→ **TO DO**
Arrange every line of the items below as a Markdown table with two columns, Row and Entry, numbering the rows in order and leaving out blank lines.

····················

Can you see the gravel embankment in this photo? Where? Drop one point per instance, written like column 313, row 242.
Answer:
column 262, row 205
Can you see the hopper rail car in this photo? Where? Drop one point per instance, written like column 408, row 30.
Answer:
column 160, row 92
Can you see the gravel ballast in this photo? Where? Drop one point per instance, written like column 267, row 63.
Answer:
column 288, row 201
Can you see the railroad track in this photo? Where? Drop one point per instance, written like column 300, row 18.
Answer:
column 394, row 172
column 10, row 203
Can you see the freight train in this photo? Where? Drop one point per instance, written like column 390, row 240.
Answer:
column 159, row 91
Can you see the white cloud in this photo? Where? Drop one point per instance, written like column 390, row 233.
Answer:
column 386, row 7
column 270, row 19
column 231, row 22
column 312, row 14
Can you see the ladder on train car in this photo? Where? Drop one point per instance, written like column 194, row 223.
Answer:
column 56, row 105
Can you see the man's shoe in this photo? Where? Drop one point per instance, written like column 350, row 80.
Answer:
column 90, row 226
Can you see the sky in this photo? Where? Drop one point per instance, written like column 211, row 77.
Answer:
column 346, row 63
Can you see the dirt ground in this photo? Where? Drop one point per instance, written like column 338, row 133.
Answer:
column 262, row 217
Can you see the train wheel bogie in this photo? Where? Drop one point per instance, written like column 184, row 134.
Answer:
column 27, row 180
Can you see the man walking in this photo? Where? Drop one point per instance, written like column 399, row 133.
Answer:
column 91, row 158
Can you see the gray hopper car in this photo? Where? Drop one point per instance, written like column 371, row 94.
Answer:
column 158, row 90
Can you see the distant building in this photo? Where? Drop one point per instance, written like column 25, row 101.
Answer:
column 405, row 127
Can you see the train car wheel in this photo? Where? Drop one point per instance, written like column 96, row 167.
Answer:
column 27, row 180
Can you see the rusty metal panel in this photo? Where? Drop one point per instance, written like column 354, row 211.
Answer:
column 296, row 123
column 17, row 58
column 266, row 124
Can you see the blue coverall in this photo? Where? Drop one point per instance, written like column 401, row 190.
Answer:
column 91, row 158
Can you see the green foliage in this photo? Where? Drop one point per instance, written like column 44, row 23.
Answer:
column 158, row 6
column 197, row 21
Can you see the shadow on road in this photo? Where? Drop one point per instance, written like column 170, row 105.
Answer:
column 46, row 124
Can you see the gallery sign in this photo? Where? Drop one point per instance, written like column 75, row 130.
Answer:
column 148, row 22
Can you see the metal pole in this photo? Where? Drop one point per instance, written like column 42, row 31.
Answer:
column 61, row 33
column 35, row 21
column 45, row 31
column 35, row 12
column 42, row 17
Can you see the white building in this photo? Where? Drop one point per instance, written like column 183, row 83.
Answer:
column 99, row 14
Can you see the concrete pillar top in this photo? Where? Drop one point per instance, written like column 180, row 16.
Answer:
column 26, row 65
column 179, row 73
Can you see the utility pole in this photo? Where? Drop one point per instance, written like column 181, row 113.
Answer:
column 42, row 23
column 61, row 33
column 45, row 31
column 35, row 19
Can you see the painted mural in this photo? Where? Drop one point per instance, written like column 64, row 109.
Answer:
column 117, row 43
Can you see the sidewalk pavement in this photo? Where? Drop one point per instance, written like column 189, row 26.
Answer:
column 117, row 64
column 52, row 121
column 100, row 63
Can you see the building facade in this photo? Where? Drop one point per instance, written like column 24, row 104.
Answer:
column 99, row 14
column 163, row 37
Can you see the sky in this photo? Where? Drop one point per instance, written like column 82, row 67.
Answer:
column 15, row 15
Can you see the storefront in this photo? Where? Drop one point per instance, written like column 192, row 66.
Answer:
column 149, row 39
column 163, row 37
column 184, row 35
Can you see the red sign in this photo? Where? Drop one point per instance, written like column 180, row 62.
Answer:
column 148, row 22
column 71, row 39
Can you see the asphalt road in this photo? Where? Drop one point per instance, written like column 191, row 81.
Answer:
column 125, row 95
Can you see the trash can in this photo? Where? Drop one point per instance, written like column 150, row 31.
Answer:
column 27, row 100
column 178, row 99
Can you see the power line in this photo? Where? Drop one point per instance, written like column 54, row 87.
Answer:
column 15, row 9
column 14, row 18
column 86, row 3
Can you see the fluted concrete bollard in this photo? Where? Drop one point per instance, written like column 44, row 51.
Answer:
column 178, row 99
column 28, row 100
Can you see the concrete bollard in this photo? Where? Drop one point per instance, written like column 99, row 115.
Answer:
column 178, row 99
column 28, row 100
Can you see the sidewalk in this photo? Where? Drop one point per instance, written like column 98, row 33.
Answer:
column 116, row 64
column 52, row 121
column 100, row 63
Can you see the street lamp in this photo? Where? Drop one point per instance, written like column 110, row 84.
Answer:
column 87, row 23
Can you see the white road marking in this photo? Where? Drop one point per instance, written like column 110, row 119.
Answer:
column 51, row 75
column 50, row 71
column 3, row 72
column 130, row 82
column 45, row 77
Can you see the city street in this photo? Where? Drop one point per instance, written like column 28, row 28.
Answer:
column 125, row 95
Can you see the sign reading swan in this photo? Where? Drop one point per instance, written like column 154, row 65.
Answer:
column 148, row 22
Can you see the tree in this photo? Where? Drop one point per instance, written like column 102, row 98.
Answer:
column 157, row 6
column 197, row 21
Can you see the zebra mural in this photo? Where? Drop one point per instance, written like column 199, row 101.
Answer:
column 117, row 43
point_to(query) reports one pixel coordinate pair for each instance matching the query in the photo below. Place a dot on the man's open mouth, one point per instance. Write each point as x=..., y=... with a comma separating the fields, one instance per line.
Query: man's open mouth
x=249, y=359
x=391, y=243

····················

→ **WORKED ANSWER**
| Row | Entry |
|---|---|
| 1 | Can you see the gravel embankment in this photo? Where? Drop one point per instance, written like column 313, row 242. |
| 2 | Answer: |
| 3 | column 262, row 205 |
| 4 | Can you see the hopper rail car in this photo? Where? Drop one point per instance, written like column 408, row 30. |
| 5 | Answer: |
| 6 | column 160, row 92 |
| 7 | Can you see the gravel ballast in this photo? Where? Drop one point per instance, written like column 267, row 63. |
| 8 | Answer: |
| 9 | column 288, row 201 |
| 10 | Can you see the railroad track in this photo? Where? Drop one point per instance, written like column 300, row 18. |
| 11 | Answer: |
| 12 | column 394, row 172 |
| 13 | column 10, row 203 |
| 14 | Can you see the freight train in this photo? Where? Drop one point per instance, written like column 390, row 240. |
| 15 | Answer: |
| 16 | column 159, row 91 |
| 17 | Can you see the white cloud in this photo? Where? Drop one point per instance, written like column 390, row 233. |
| 18 | Answer: |
| 19 | column 386, row 7 |
| 20 | column 270, row 19 |
| 21 | column 231, row 22 |
| 22 | column 312, row 14 |
| 23 | Can you see the ladder on train car in this photo? Where? Drop one point per instance, written like column 194, row 223. |
| 24 | Answer: |
| 25 | column 56, row 105 |
| 26 | Can you see the man's shoe in this photo? Where? Drop one point per instance, written like column 350, row 80. |
| 27 | Answer: |
| 28 | column 90, row 226 |
| 29 | Can you see the sky in this photo? Where? Drop one point per instance, written like column 211, row 77. |
| 30 | Answer: |
| 31 | column 346, row 63 |
| 32 | Can you see the dirt ground in this photo? Where? Drop one point per instance, written like column 338, row 133. |
| 33 | Answer: |
| 34 | column 262, row 217 |
| 35 | Can you see the train wheel bogie in this photo? Where? Drop one point per instance, written like column 184, row 134. |
| 36 | Answer: |
| 37 | column 27, row 180 |
| 38 | Can you see the man walking in this photo? Where? Drop one point per instance, written like column 399, row 133. |
| 39 | Answer: |
| 40 | column 91, row 158 |
| 41 | Can you see the gray hopper car in this photo? Where? Drop one point per instance, written like column 371, row 94. |
| 42 | Answer: |
| 43 | column 158, row 90 |
| 44 | Can you see the distant building in this photo? Where? Drop one point per instance, written like column 25, row 101. |
| 45 | Answer: |
| 46 | column 405, row 127 |
| 47 | Can you see the train car wheel in this photo? Where? Drop one point per instance, written like column 96, row 167. |
| 48 | Answer: |
| 49 | column 27, row 180 |
| 50 | Can you see the rusty metal panel in this photo? Where? Drop one point per instance, written like column 354, row 211. |
| 51 | Answer: |
| 52 | column 296, row 123 |
| 53 | column 17, row 58 |
| 54 | column 266, row 124 |
| 55 | Can you see the blue coverall in this photo? Where? Drop one point per instance, written like column 401, row 190. |
| 56 | Answer: |
| 57 | column 91, row 158 |
| 58 | Can you see the green foliage in this photo? Where? Drop one point per instance, written like column 44, row 23. |
| 59 | Answer: |
| 60 | column 158, row 6 |
| 61 | column 197, row 21 |
| 62 | Can you see the shadow on road in this photo? Where? Drop one point per instance, written like column 170, row 105. |
| 63 | Answer: |
| 64 | column 46, row 124 |
| 65 | Can you see the gallery sign in this photo? Where? Drop one point per instance, written like column 75, row 130. |
| 66 | Answer: |
| 67 | column 148, row 22 |
| 68 | Can you see the metal pole in this photo? Where? Drop one point per instance, written like column 42, row 31. |
| 69 | Answer: |
| 70 | column 61, row 33 |
| 71 | column 35, row 21 |
| 72 | column 45, row 31 |
| 73 | column 35, row 12 |
| 74 | column 42, row 17 |
| 75 | Can you see the white building in this photo? Where? Drop one point per instance, written like column 183, row 83. |
| 76 | Answer: |
| 77 | column 99, row 14 |
| 78 | Can you see the concrete pillar top in this photo? Where? Drop one point per instance, written like column 180, row 16. |
| 79 | Answer: |
| 80 | column 26, row 65 |
| 81 | column 179, row 73 |
| 82 | Can you see the utility pole in this photo? Where? Drop one point per instance, written like column 181, row 113. |
| 83 | Answer: |
| 84 | column 42, row 23 |
| 85 | column 61, row 33 |
| 86 | column 45, row 31 |
| 87 | column 35, row 19 |
| 88 | Can you see the painted mural in this photo? Where? Drop one point per instance, written like column 64, row 109. |
| 89 | Answer: |
| 90 | column 117, row 43 |
| 91 | Can you see the sidewalk pavement in this photo? Where? Drop one point per instance, written like column 189, row 26. |
| 92 | Answer: |
| 93 | column 117, row 64 |
| 94 | column 52, row 121 |
| 95 | column 100, row 63 |
| 96 | Can you see the building facade in this photo? Where? Drop one point per instance, written like column 24, row 104. |
| 97 | Answer: |
| 98 | column 99, row 14 |
| 99 | column 163, row 37 |
| 100 | Can you see the sky in this photo? Where? Drop one point per instance, written like column 82, row 67. |
| 101 | Answer: |
| 102 | column 15, row 15 |
| 103 | Can you see the storefront in this photo? Where? Drop one point per instance, written like column 192, row 66. |
| 104 | Answer: |
| 105 | column 149, row 39 |
| 106 | column 163, row 37 |
| 107 | column 184, row 35 |
| 108 | Can you see the red sign in this photo? Where? Drop one point per instance, written like column 180, row 62. |
| 109 | Answer: |
| 110 | column 148, row 22 |
| 111 | column 71, row 39 |
| 112 | Can you see the asphalt road in this photo? Where? Drop one point per instance, written like column 191, row 81. |
| 113 | Answer: |
| 114 | column 125, row 95 |
| 115 | Can you see the trash can in this photo? Where? Drop one point per instance, written like column 150, row 31. |
| 116 | Answer: |
| 117 | column 27, row 100 |
| 118 | column 178, row 99 |
| 119 | Can you see the power line in this photo? Where? Drop one point per instance, written like column 54, row 87. |
| 120 | Answer: |
| 121 | column 15, row 9 |
| 122 | column 14, row 18 |
| 123 | column 86, row 3 |
| 124 | Can you see the fluted concrete bollard in this photo? Where? Drop one point per instance, written like column 44, row 51. |
| 125 | Answer: |
| 126 | column 178, row 99 |
| 127 | column 28, row 100 |
| 128 | Can you see the concrete bollard in this photo? Where? Drop one point per instance, written like column 99, row 115. |
| 129 | Answer: |
| 130 | column 178, row 99 |
| 131 | column 28, row 100 |
| 132 | Can you see the sidewalk in this photo? Where? Drop one point per instance, written like column 98, row 33. |
| 133 | Answer: |
| 134 | column 116, row 64 |
| 135 | column 52, row 121 |
| 136 | column 100, row 63 |
| 137 | Can you see the street lamp in this photo? Where? Drop one point per instance, written like column 110, row 84. |
| 138 | Answer: |
| 139 | column 87, row 23 |
| 140 | Can you see the white road marking in this photo? Where? Drop one point per instance, written like column 110, row 119. |
| 141 | Answer: |
| 142 | column 51, row 75 |
| 143 | column 50, row 71 |
| 144 | column 3, row 72 |
| 145 | column 130, row 82 |
| 146 | column 45, row 77 |
| 147 | Can you see the city street in this photo? Where? Drop one point per instance, written like column 28, row 28. |
| 148 | Answer: |
| 149 | column 125, row 95 |
| 150 | Can you see the sign reading swan in this photo? Where? Drop one point per instance, written like column 154, row 65. |
| 151 | Answer: |
| 152 | column 148, row 22 |
| 153 | Can you see the tree in this photo? Where? Drop one point per instance, written like column 102, row 98. |
| 154 | Answer: |
| 155 | column 157, row 6 |
| 156 | column 197, row 21 |
| 157 | Can you see the zebra mural in this photo? Where? Drop one point per instance, written like column 199, row 101. |
| 158 | Answer: |
| 159 | column 117, row 43 |
| 160 | point_to(query) reports one pixel coordinate pair for each instance matching the query in the photo below. Place a dot on the man's open mouth, one point per instance. Write each point as x=..., y=... with a comma separating the fields, one instance per line. |
| 161 | Query: man's open mouth |
| 162 | x=249, y=359 |
| 163 | x=391, y=243 |